▶ **Data records**
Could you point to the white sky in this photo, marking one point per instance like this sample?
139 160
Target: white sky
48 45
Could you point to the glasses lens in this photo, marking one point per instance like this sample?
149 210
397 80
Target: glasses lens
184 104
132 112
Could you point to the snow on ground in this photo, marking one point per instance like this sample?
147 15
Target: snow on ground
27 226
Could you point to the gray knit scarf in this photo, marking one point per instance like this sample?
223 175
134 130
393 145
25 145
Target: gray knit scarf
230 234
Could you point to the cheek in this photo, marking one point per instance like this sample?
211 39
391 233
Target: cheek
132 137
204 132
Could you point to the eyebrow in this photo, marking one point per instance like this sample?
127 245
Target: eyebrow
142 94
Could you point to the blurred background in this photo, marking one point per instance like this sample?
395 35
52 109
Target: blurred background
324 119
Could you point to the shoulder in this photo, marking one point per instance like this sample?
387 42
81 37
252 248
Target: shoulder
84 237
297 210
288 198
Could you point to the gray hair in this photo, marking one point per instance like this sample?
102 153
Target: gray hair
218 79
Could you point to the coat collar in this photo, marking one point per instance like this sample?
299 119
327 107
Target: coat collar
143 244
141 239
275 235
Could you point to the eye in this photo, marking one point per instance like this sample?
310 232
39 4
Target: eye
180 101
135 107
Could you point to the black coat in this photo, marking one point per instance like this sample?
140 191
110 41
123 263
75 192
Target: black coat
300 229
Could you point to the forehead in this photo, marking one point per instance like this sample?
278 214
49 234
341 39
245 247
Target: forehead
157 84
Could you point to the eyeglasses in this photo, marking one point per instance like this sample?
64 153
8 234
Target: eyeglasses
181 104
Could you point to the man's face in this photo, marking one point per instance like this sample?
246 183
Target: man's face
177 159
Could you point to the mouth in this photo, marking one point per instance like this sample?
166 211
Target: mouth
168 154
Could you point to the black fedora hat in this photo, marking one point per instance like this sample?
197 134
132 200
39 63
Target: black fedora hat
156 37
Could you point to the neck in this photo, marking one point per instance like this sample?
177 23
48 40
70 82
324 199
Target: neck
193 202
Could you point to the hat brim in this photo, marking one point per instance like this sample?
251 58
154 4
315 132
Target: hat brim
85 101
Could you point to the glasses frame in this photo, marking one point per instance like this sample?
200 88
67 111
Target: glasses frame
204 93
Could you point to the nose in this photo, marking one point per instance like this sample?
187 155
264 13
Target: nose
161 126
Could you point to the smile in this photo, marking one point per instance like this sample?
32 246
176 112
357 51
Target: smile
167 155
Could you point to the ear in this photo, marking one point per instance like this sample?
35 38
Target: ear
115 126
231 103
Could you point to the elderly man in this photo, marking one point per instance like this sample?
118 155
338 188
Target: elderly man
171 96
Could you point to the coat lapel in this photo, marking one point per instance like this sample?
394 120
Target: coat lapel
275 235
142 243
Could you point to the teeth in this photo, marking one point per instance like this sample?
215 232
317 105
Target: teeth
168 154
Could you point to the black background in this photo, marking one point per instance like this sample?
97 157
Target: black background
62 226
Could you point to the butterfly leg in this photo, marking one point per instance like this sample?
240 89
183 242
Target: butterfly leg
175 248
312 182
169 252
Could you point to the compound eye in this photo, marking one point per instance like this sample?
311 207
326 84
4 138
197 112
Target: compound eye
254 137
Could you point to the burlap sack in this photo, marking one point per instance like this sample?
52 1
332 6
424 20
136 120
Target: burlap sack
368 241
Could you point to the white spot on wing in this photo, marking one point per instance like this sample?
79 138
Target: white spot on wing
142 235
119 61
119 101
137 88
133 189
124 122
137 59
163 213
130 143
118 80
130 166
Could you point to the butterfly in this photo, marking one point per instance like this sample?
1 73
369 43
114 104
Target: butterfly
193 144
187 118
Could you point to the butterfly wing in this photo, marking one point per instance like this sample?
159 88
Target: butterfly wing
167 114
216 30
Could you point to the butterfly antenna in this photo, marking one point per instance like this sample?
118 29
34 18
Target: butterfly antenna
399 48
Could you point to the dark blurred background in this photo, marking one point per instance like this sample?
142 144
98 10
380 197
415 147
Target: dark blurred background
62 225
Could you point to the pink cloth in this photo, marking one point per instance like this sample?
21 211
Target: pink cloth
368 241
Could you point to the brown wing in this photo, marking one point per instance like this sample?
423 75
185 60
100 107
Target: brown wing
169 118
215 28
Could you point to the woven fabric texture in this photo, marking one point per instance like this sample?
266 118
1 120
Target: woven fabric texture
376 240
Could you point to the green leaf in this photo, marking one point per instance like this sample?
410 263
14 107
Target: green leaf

▶ **Given request**
Reproduce all of the rows above word for word, line by line, in their original order.

▶ **Complete response**
Could you point to the white sky in this photo, marking one point per instance like this sample?
139 160
Target: white sky
48 45
Could you point to the glasses lens in this photo, marking one point per instance like this sample?
149 210
397 80
Target: glasses lens
184 104
132 112
Could you point to the snow on ground in this photo, marking one point per instance like this sample?
147 15
Target: snow on ground
27 226
Could you point to the gray knit scarf in this photo, marking one point per instance like this sample?
223 175
134 130
393 145
25 145
Target: gray knit scarf
230 234
Could you point to the cheek in this photo, marking one point per instance like this sample?
211 39
391 233
Target: cheek
132 137
204 132
Could you point to the eyebrow in this photo, marking one point per instance like this sample?
127 245
Target: eyebrow
142 94
Could you point to the blurred background in this photo, marking one point per instance like this sample?
395 35
52 109
Target: blurred background
324 119
Could you point to the shoulder in this photo, marking one point per instance like this sample?
387 42
81 37
252 248
Target: shoulder
84 237
297 210
288 198
Could you point to the gray hair in this photo, marking one point per instance like this sample?
102 153
Target: gray hair
218 79
Could you point to the coat collar in this photo, marking one point per instance like this sample?
299 119
327 107
Target: coat collar
143 244
141 239
275 235
Could you point to the eye in this photo, marking one point per instance like this sample?
310 232
39 4
Target: eye
180 101
135 107
Could you point to the black coat in this photo, marking one point per instance like this sample?
140 191
110 41
123 263
75 192
Target: black coat
300 229
Could you point to the forehead in this photo, marking one point per instance like this sample?
278 214
49 234
341 39
245 247
Target: forehead
157 84
Could you point to the eyeglasses in this photo, marking one point per instance like this sample?
64 153
8 234
Target: eyeglasses
181 104
Could you point to the man's face in this photo, marking one point per instance like this sample?
246 183
Target: man's face
177 159
Could you point to the mouth in this photo, marking one point per instance like this sample?
166 211
Target: mouth
168 154
Could you point to the black fedora hat in this photo, marking one point per instance like this sample?
197 134
132 200
39 63
Target: black fedora hat
156 37
Could you point to the neck in this photo, marking one point per instance like this sample?
177 23
48 40
70 82
324 199
Target: neck
193 202
Could you point to the hat brim in this photo, marking one point per instance like this sample?
251 58
154 4
315 132
Target: hat brim
85 101
Could you point to the glasses frame in this photo, marking one point per instance like this sample?
200 88
67 111
Target: glasses frame
204 93
Could you point to the nose in this photo, marking one point per instance like this sample?
187 155
264 13
Target: nose
161 126
Could you point to the smile in this photo, marking one point per instance like this sample?
32 246
176 112
357 51
Target: smile
167 155
Could you point to the ear in this photo, marking one point per instance like this sample?
35 38
Target: ear
115 126
231 103
Could you point to the elderly man in this photo, marking one point per instance like this sample?
118 155
338 188
Target: elderly man
171 96
Could you point to the coat lapel in this photo, marking one point per instance like this sample?
394 120
Target: coat lapel
275 235
142 243
Could you point to the teeth in this photo, marking one point per instance like this sample?
215 232
317 105
Target: teeth
168 154
Could you point to the black background in this photo, marking one point per instance like this sample?
97 157
Target: black background
62 226
Could you point to the butterfly leg in this photo, marking one point per instance like this sample?
240 89
183 242
Target: butterfly leg
175 248
312 182
169 252
Could you point to the compound eye in this photo, marking one point per instance like this sample?
311 207
326 84
4 138
197 112
Target: compound eye
254 137
Could you point to the burlap sack in this photo, marking one point per instance like this sample?
52 1
332 6
424 20
136 120
Target: burlap sack
368 241
Could you point to the white spot on wing in this photo, marking one point per instance like this sample?
79 138
Target: white spot on wing
142 235
119 61
119 101
137 88
133 189
124 122
137 59
163 213
130 143
118 80
130 166
Could you point to the butterfly in this photo, marking one point per instance like this sample?
1 73
369 43
114 104
Target: butterfly
193 144
187 118
Could you point to the butterfly wing in this photo, marking one point per instance like this sample?
159 88
Target: butterfly wing
167 114
216 30
Could you point to the butterfly antenna in this photo, marking one point per instance like this sample?
118 29
34 18
Target: butterfly antenna
399 48
Could you point to the dark blurred background in this photo, marking one point per instance like this sample?
142 144
98 10
380 197
415 147
Target: dark blurred background
62 225
Could you point to the pink cloth in this photo, marking one point per instance like this sample?
21 211
Target: pink cloth
368 241
Could you point to the brown wing in this photo, marking one point per instance like this sample?
423 75
185 60
100 107
Target: brown wing
169 118
215 28
Could you point to the woven fabric texture in this photo, marking one point per instance like this sample?
266 118
1 120
Target: woven fabric texture
376 240
Could you point to the green leaf in this photo, marking one point per instance like this sample?
410 263
14 107
Target: green leaf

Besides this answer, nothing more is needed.